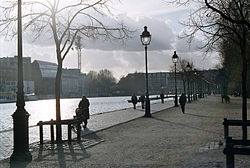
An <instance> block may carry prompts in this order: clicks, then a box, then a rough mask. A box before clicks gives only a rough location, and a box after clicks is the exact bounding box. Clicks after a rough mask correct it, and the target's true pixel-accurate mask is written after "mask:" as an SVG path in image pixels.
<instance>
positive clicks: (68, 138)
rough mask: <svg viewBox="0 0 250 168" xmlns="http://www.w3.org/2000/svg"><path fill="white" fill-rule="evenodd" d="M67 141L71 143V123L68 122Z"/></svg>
mask: <svg viewBox="0 0 250 168" xmlns="http://www.w3.org/2000/svg"><path fill="white" fill-rule="evenodd" d="M68 143H71V124H68Z"/></svg>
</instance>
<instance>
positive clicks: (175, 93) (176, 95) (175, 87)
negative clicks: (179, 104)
mask: <svg viewBox="0 0 250 168" xmlns="http://www.w3.org/2000/svg"><path fill="white" fill-rule="evenodd" d="M174 82H175V99H174V106H175V107H178V100H177V99H178V97H177V83H176V63H174Z"/></svg>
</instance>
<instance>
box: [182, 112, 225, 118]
mask: <svg viewBox="0 0 250 168" xmlns="http://www.w3.org/2000/svg"><path fill="white" fill-rule="evenodd" d="M185 115H190V116H194V117H203V118H221V117H214V116H206V115H198V114H192V113H185Z"/></svg>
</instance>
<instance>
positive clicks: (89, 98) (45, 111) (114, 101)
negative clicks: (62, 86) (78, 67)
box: [0, 96, 132, 131]
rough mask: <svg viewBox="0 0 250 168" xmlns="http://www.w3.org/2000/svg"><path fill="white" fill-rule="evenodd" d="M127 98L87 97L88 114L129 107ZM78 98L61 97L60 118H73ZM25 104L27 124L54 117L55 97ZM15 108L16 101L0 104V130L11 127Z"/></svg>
mask: <svg viewBox="0 0 250 168" xmlns="http://www.w3.org/2000/svg"><path fill="white" fill-rule="evenodd" d="M129 99H130V97H129V96H122V97H96V98H89V101H90V115H94V114H99V113H103V112H109V111H114V110H119V109H124V108H130V107H132V104H131V103H128V102H127V100H129ZM80 100H81V99H80V98H72V99H61V118H62V119H69V118H73V115H75V109H76V108H77V107H78V103H79V102H80ZM25 104H26V105H25V109H26V111H27V112H28V113H29V114H30V117H29V126H32V125H36V124H37V122H39V121H47V120H50V119H55V118H56V110H55V106H56V105H55V99H49V100H37V101H28V102H25ZM15 110H16V103H6V104H0V131H5V130H10V129H12V127H13V119H12V117H11V115H12V114H13V113H14V112H15Z"/></svg>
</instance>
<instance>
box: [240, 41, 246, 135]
mask: <svg viewBox="0 0 250 168" xmlns="http://www.w3.org/2000/svg"><path fill="white" fill-rule="evenodd" d="M241 56H242V121H243V122H247V39H245V40H244V41H243V44H242V46H241ZM242 132H243V133H242V134H243V135H242V137H243V140H247V127H246V126H243V127H242Z"/></svg>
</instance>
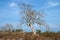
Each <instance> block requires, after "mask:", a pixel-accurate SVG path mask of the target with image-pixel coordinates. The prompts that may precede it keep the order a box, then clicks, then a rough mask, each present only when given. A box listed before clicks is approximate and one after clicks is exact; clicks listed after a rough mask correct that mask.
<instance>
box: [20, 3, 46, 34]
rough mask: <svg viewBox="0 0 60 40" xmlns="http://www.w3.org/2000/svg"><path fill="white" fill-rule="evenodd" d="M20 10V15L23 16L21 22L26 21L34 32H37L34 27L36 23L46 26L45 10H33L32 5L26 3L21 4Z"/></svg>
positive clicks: (34, 32) (24, 22) (22, 23)
mask: <svg viewBox="0 0 60 40" xmlns="http://www.w3.org/2000/svg"><path fill="white" fill-rule="evenodd" d="M20 10H21V11H20V17H21V18H22V19H21V20H20V22H21V23H22V24H23V23H26V24H27V25H28V26H29V27H30V28H31V30H32V32H33V33H34V34H36V32H35V31H34V27H33V24H34V23H37V24H39V25H40V26H46V22H45V21H44V20H43V17H45V15H44V14H43V12H40V11H36V10H33V8H32V6H31V5H29V4H24V3H23V4H22V5H20Z"/></svg>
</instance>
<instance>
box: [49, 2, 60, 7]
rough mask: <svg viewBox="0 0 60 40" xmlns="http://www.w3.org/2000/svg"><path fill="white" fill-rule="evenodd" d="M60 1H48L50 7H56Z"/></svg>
mask: <svg viewBox="0 0 60 40" xmlns="http://www.w3.org/2000/svg"><path fill="white" fill-rule="evenodd" d="M58 4H59V3H58V2H48V6H49V7H54V6H57V5H58Z"/></svg>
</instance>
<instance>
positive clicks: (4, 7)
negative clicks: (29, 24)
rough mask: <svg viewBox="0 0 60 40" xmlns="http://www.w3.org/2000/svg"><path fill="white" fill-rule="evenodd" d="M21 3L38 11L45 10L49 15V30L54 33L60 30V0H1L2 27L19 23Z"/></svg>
mask: <svg viewBox="0 0 60 40" xmlns="http://www.w3.org/2000/svg"><path fill="white" fill-rule="evenodd" d="M21 2H24V3H27V4H31V5H33V6H34V9H36V10H42V9H43V10H44V12H45V13H46V14H47V16H46V18H45V20H46V22H47V24H48V25H49V26H50V27H49V28H50V29H51V30H53V31H59V30H60V29H59V28H60V0H0V26H2V25H4V24H7V23H11V24H13V25H17V24H18V23H19V7H18V4H19V3H21ZM15 28H17V27H15ZM24 28H25V27H24ZM40 29H41V28H40ZM25 30H27V28H25ZM42 30H44V28H43V29H42Z"/></svg>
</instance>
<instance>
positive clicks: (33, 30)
mask: <svg viewBox="0 0 60 40" xmlns="http://www.w3.org/2000/svg"><path fill="white" fill-rule="evenodd" d="M29 25H30V28H31V30H32V33H33V34H36V32H35V31H34V27H33V25H32V24H29Z"/></svg>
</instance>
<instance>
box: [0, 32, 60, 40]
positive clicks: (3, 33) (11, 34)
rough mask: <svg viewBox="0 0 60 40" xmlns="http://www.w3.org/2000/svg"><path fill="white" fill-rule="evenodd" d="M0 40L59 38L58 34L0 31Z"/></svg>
mask: <svg viewBox="0 0 60 40" xmlns="http://www.w3.org/2000/svg"><path fill="white" fill-rule="evenodd" d="M0 40H60V34H58V33H55V34H40V35H33V34H32V33H25V34H24V33H14V32H12V33H7V32H3V33H0Z"/></svg>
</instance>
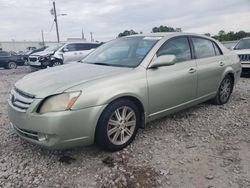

####

* [Task description]:
The pictures are not wanted, but every line of the listing should be duplicated exactly.

* [Response to this task]:
An <instance> block may carry prompts in this order: clicks, then a box, then a rough mask. A box before clicks gives only a rough location, and a box after clicks is the exact bounding box. Clicks after a rough mask correct it, and the target's true pixel-accurate mask is written after "mask:" as an SVG path in image pixels.
<instance>
positive clicks: (68, 138)
rough mask: <svg viewBox="0 0 250 168" xmlns="http://www.w3.org/2000/svg"><path fill="white" fill-rule="evenodd" d="M67 141L71 143V123L68 122Z"/></svg>
mask: <svg viewBox="0 0 250 168" xmlns="http://www.w3.org/2000/svg"><path fill="white" fill-rule="evenodd" d="M68 143H71V124H68Z"/></svg>
</instance>
<instance>
positive clicks: (175, 93) (176, 95) (175, 87)
negative clicks: (179, 104)
mask: <svg viewBox="0 0 250 168" xmlns="http://www.w3.org/2000/svg"><path fill="white" fill-rule="evenodd" d="M174 82H175V99H174V106H175V107H178V100H177V99H178V97H177V83H176V63H174Z"/></svg>
</instance>
<instance>
box: [182, 112, 225, 118]
mask: <svg viewBox="0 0 250 168" xmlns="http://www.w3.org/2000/svg"><path fill="white" fill-rule="evenodd" d="M185 115H190V116H194V117H203V118H221V117H214V116H206V115H198V114H192V113H185Z"/></svg>
</instance>
<instance>
positive clicks: (89, 98) (45, 111) (114, 101)
negative clicks: (62, 86) (78, 67)
box: [0, 96, 132, 131]
rough mask: <svg viewBox="0 0 250 168" xmlns="http://www.w3.org/2000/svg"><path fill="white" fill-rule="evenodd" d="M127 98L87 97L88 114L129 107ZM78 98L61 97L60 118H73ZM25 104L27 124L54 117L55 97ZM15 108L16 101L0 104V130L11 127Z"/></svg>
mask: <svg viewBox="0 0 250 168" xmlns="http://www.w3.org/2000/svg"><path fill="white" fill-rule="evenodd" d="M129 99H130V97H129V96H122V97H96V98H89V101H90V115H94V114H99V113H103V112H109V111H114V110H119V109H124V108H130V107H132V104H131V103H128V102H127V100H129ZM80 100H81V99H80V98H72V99H61V118H62V119H69V118H73V115H75V109H76V108H77V107H78V103H79V102H80ZM25 104H26V105H25V109H26V111H27V112H28V113H29V114H30V117H29V126H32V125H36V124H37V122H39V121H47V120H50V119H55V118H56V110H55V106H56V105H55V99H49V100H37V101H28V102H25ZM15 110H16V103H6V104H0V131H5V130H10V129H12V127H13V119H12V117H11V115H12V114H13V113H14V112H15Z"/></svg>
</instance>
<instance>
box: [240, 41, 246, 135]
mask: <svg viewBox="0 0 250 168" xmlns="http://www.w3.org/2000/svg"><path fill="white" fill-rule="evenodd" d="M241 56H242V121H243V122H247V39H245V40H244V41H243V44H242V46H241ZM242 132H243V133H242V134H243V135H242V137H243V140H247V127H246V126H243V127H242Z"/></svg>
</instance>
Each <instance> block requires, after "mask:", a pixel-accurate SVG path mask of the target with image-pixel coordinates. The prompts that may precede it keep the order a box, then clicks, then a rough mask, each present only when given. A box listed before clicks is approximate and one after clicks is exact; clicks listed after a rough mask correct that mask.
<instance>
box: [20, 3, 46, 34]
rough mask: <svg viewBox="0 0 60 40" xmlns="http://www.w3.org/2000/svg"><path fill="white" fill-rule="evenodd" d="M20 10V15L23 16L21 22L26 21L34 32H37L34 27L36 23L46 26L45 10H33L32 5L26 3L21 4Z"/></svg>
positive clicks: (34, 32) (24, 22) (22, 23)
mask: <svg viewBox="0 0 60 40" xmlns="http://www.w3.org/2000/svg"><path fill="white" fill-rule="evenodd" d="M20 10H21V11H20V17H21V18H22V19H21V20H20V22H21V23H22V24H23V23H26V24H27V25H28V26H29V27H30V28H31V30H32V32H33V33H34V34H36V32H35V31H34V27H33V24H34V23H37V24H39V25H40V26H46V22H45V21H44V20H43V17H45V15H44V14H43V12H40V11H36V10H33V8H32V6H31V5H29V4H24V3H23V4H22V5H20Z"/></svg>
</instance>
<instance>
box: [49, 2, 60, 7]
rough mask: <svg viewBox="0 0 60 40" xmlns="http://www.w3.org/2000/svg"><path fill="white" fill-rule="evenodd" d="M60 1H48L50 7H56Z"/></svg>
mask: <svg viewBox="0 0 60 40" xmlns="http://www.w3.org/2000/svg"><path fill="white" fill-rule="evenodd" d="M58 4H59V3H58V2H48V6H49V7H54V6H57V5H58Z"/></svg>
</instance>
<instance>
positive clicks: (4, 7)
negative clicks: (29, 24)
rough mask: <svg viewBox="0 0 60 40" xmlns="http://www.w3.org/2000/svg"><path fill="white" fill-rule="evenodd" d="M21 3L38 11L45 10L49 15V30L54 33L60 30V0H1L2 27L19 23Z"/></svg>
mask: <svg viewBox="0 0 60 40" xmlns="http://www.w3.org/2000/svg"><path fill="white" fill-rule="evenodd" d="M21 2H24V3H27V4H31V5H33V6H34V9H36V10H42V9H43V10H44V12H45V13H46V14H47V16H46V18H45V20H46V22H47V24H48V25H49V26H50V27H49V28H50V29H51V30H53V31H59V30H60V29H59V28H60V0H0V26H2V25H4V24H7V23H11V24H13V25H17V24H18V23H19V7H18V4H19V3H21ZM15 28H17V27H15ZM24 28H25V27H24ZM40 29H41V28H40ZM25 30H27V28H25ZM42 30H44V28H43V29H42Z"/></svg>
</instance>
<instance>
positive clicks: (33, 30)
mask: <svg viewBox="0 0 60 40" xmlns="http://www.w3.org/2000/svg"><path fill="white" fill-rule="evenodd" d="M29 25H30V28H31V30H32V33H33V34H36V32H35V31H34V27H33V25H32V24H29Z"/></svg>
</instance>
<instance>
box: [0, 32, 60, 40]
positive clicks: (3, 33) (11, 34)
rough mask: <svg viewBox="0 0 60 40" xmlns="http://www.w3.org/2000/svg"><path fill="white" fill-rule="evenodd" d="M0 40L59 38L58 34L0 31Z"/></svg>
mask: <svg viewBox="0 0 60 40" xmlns="http://www.w3.org/2000/svg"><path fill="white" fill-rule="evenodd" d="M0 40H60V34H58V33H55V34H40V35H33V34H32V33H25V34H24V33H14V32H12V33H7V32H3V33H0Z"/></svg>
</instance>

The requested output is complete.